= Given problem =
Reproduce the data in its entirety, exactly as supplied.

(Dataset excerpt)
● ● ● ● ●
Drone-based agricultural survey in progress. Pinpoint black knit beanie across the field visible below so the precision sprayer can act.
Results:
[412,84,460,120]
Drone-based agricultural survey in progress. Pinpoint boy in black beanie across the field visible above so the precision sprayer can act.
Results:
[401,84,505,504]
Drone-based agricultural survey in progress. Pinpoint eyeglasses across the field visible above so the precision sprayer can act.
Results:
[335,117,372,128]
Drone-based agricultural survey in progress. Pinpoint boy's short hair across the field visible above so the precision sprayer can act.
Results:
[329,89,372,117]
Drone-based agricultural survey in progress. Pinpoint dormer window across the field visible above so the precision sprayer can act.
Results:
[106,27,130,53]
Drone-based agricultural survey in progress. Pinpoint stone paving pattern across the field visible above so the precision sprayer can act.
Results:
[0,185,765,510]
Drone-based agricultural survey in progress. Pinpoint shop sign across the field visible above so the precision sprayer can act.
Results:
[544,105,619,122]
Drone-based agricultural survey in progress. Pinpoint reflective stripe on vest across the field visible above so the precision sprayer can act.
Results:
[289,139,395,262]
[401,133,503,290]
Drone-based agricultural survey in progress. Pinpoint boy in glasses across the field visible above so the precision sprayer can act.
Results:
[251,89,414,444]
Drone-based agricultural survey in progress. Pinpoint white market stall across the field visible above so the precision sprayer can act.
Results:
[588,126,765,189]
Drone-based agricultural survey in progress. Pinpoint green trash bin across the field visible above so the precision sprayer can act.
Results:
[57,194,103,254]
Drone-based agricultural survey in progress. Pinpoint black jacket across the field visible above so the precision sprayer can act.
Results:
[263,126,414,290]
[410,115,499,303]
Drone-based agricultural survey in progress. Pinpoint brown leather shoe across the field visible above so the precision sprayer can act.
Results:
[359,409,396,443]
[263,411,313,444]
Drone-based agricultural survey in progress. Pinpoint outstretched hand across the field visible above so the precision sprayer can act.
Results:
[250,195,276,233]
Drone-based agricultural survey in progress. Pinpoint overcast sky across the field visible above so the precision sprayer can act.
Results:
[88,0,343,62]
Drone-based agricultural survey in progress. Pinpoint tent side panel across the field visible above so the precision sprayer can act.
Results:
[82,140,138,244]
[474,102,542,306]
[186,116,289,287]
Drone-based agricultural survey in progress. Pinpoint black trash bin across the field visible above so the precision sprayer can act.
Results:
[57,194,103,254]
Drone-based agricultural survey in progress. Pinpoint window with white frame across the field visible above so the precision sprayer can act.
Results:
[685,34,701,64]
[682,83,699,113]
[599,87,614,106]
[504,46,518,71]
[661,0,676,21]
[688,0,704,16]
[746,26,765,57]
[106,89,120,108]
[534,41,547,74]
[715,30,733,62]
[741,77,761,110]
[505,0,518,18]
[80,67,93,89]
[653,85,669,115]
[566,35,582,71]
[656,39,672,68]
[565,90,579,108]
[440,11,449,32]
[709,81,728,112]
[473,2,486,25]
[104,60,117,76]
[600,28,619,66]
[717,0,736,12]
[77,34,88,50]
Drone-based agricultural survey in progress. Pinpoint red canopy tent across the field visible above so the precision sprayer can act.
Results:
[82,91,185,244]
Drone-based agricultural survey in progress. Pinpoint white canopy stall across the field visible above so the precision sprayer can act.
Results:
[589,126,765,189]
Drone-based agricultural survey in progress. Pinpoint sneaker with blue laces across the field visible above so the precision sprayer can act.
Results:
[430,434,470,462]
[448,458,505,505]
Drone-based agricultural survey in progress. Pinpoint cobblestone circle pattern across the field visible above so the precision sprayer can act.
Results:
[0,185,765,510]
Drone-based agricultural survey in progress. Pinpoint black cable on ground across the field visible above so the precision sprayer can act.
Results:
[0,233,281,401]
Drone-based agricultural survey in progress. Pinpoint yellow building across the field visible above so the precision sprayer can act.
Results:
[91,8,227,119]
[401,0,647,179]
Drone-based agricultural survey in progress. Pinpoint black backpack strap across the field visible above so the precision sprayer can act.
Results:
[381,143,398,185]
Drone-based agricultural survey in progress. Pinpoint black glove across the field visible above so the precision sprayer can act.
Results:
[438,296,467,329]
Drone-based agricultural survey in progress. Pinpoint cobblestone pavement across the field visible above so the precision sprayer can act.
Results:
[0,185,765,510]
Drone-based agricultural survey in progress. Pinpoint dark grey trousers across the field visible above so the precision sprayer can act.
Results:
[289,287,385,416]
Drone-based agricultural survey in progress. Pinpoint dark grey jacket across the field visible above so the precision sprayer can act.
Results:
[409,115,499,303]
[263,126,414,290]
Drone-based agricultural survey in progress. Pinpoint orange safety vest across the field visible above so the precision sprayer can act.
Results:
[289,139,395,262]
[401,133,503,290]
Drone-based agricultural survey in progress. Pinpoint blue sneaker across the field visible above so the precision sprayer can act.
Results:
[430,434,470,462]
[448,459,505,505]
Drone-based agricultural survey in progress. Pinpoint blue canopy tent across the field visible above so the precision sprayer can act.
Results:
● ● ● ● ●
= Exercise solution =
Drone-based agricultural survey in progress. Pinpoint black knit beanie across the field visible below so the precision sprayer can act.
Results:
[412,84,460,120]
Drone-based agricultural survey in progress. Pinpoint boy in black beanie across the field visible above so the precision sprayer can act.
Results:
[401,84,505,504]
Drone-based agricultural survey in progress. Pinpoint eyeglasses across the field visible above so the precision sprayer can act.
Results:
[335,117,372,128]
Drone-based agricultural survey in progress. Pinpoint boy's short hair across the field visible above so the precision sprayer can act.
Results:
[329,89,372,117]
Drone-based agricultural survey in progress. Pinpoint dormer window across the field visible above so the precision sprayer can act.
Results:
[106,27,130,53]
Drone-based agricultural survey in progress. Pinpoint stone paving pattern across the field visible above so the precision sprayer can act.
Results:
[0,185,765,510]
Drone-based agricultural survey in progress. Pinpoint shop sign across the field visible above so the precision sprayer can act.
Results:
[544,105,619,122]
Drone-based agricultural survey in progress. Pinpoint reflective stripe on vest across the field visible above so the precision sprayer can act.
Results:
[289,139,395,262]
[401,133,503,290]
Drone-based agricultural survey in progress. Pinpoint boy in glasses across the field visible above so the precision sprayer can act.
Results:
[251,89,414,444]
Drone-based agricultural survey in progress. Pinpoint white market stall across the field visible above so the precision sprayer can act.
Results:
[588,126,765,189]
Drone-based agricultural survey in progress. Pinpoint green trash bin across the field visible above so the precision sprayer can act.
Results:
[57,194,103,254]
Drone-based agricultural survey in progress. Pinpoint black jacket across the field visible above so the precision sprayer can act.
Results:
[263,126,414,290]
[410,115,499,303]
Drone-based agricultural survey in progress. Pinpoint brown leather shoe across the field visible above so the precision sprayer can act.
Results:
[359,409,396,443]
[263,411,313,444]
Drone-based agricultural survey in progress. Pinpoint outstretched hand across the field visible above so the precision sprayer can act.
Results:
[250,195,276,233]
Drone-based agricultural survey in progress. Pinpoint overcast sky across the field visible above so the precision sprayer can act.
Results:
[88,0,343,62]
Drone-based agricultural survey in progress. Pinpoint tent side panel across the field visible above so the precision sprayer can act.
Results:
[82,140,138,244]
[474,102,542,306]
[186,116,289,287]
Drone-based agricultural survey in progress. Pinpoint black trash bin across the field visible above so the precision sprayer can act.
Results:
[57,194,103,254]
Drone-based agricultural survey in progress. Pinpoint window with white frame across the field visible above so the precision sprayer can act.
Results:
[685,34,701,64]
[682,83,699,113]
[599,87,614,106]
[504,46,518,71]
[661,0,676,21]
[688,0,704,16]
[746,26,765,57]
[106,89,120,108]
[534,41,547,74]
[715,30,733,62]
[741,77,761,110]
[505,0,518,18]
[80,67,93,89]
[653,85,669,115]
[566,35,582,71]
[656,39,672,68]
[565,90,579,108]
[440,11,449,32]
[709,81,728,112]
[473,2,486,25]
[104,60,117,76]
[600,28,619,66]
[717,0,736,12]
[77,34,88,50]
Drone-based agricultural survey in progress. Pinpoint red canopy tent across the field visible above so the precision sprayer can act.
Results:
[82,91,185,244]
Drone-based agricultural survey in progress. Pinpoint white canopy stall across the field visible above so the precision sprayer can act.
Results:
[589,126,765,189]
Drone-based agricultural survey in progress. Pinpoint sneaker with blue laces across the field visible above so the precision sprayer can act.
Results:
[430,434,470,462]
[448,458,505,505]
Drone-based agricultural survey in progress. Pinpoint cobblestone circle pattern across the field visible above so the precision sprayer can act.
Results:
[0,185,765,510]
Drone-based agricultural survey in progress. Pinpoint black cable on ground across the field visible above so the precision sprayer can act.
Results:
[0,233,281,401]
Drone-based agricultural survey in progress. Pinpoint yellow building across the field visible above so the precision sprayer can act.
Results:
[91,8,227,119]
[401,0,647,179]
Drone-based agricultural survey in progress. Pinpoint black backpack strap across the field visible above so the precision sprayer can act.
Results:
[381,143,398,185]
Drone-based agricultural survey in progress. Pinpoint black glove across the field visible above so the precision sprayer can act.
Results:
[438,296,467,329]
Drone-based agricultural survey in progress. Pinpoint cobblestone pavement across the field visible above so the precision sprayer can act.
Results:
[0,185,765,510]
Drone-based agricultural survey in progress. Pinpoint dark grey trousers across the field visible above so the precision sprayer can act.
Results:
[289,287,385,416]
Drone-based agricultural survey in progress. Pinpoint dark grey jacket across the field visible above so the precision sprayer can act.
Results:
[409,115,499,303]
[263,126,414,290]
Drone-based agricultural survey in progress. Pinpoint orange safety vest across the field visible above so the precision sprayer can act.
Results:
[289,139,395,262]
[401,133,503,290]
Drone-based agricultural survey in progress. Pinpoint blue sneaker across the field visible above so the precision sprayer can act.
Results:
[430,434,470,462]
[448,459,505,505]
Drone-based agricultural survey in progress. Pinpoint blue canopy tent across the field visible above so the precision sprayer can act.
Results:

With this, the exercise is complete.